Region pointing data:
══════

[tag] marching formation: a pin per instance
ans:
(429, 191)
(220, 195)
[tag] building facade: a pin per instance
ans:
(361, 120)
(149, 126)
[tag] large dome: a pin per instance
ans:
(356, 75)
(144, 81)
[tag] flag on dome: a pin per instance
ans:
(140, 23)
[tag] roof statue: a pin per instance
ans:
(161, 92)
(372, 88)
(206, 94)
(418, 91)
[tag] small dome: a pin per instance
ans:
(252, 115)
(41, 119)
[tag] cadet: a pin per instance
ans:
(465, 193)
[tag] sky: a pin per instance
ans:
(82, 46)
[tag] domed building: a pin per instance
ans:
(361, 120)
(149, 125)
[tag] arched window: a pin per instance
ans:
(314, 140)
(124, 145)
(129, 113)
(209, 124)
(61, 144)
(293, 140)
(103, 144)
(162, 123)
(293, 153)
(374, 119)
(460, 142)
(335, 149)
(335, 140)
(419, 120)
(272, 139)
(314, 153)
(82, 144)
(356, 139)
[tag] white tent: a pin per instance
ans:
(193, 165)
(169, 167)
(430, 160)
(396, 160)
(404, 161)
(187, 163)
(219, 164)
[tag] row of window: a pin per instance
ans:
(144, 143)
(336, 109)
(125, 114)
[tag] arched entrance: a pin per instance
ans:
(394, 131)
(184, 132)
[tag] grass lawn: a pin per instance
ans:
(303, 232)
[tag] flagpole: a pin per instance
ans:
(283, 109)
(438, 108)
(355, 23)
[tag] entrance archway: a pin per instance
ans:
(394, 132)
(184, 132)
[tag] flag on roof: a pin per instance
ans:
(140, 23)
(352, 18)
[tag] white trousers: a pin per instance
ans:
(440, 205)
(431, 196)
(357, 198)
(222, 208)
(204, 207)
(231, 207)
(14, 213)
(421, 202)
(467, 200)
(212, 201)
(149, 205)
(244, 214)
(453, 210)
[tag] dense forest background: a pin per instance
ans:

══════

> [EXERCISE]:
Give back exactly the lines from the line containing "[tag] arched entrance: a pin per instance" to the end of the entries, and no other lines.

> [ANSWER TO THIS PROBLEM]:
[tag] arched entrance: a pin per instance
ans:
(394, 131)
(184, 132)
[tag] grass lawn: a pin per instance
ans:
(303, 232)
[tag] flagpole: a pin per instance
ans:
(283, 109)
(438, 108)
(355, 23)
[tag] entrance archway: a pin per instance
ans:
(394, 132)
(184, 132)
[tag] flag on roof: a pin per instance
ans:
(140, 23)
(352, 18)
[tag] white trousers: a pin per instance
ans:
(440, 205)
(431, 196)
(357, 198)
(222, 208)
(204, 207)
(231, 207)
(14, 213)
(421, 202)
(467, 200)
(212, 201)
(149, 205)
(244, 214)
(453, 210)
[tag] dense forest background: a pin per instance
ans:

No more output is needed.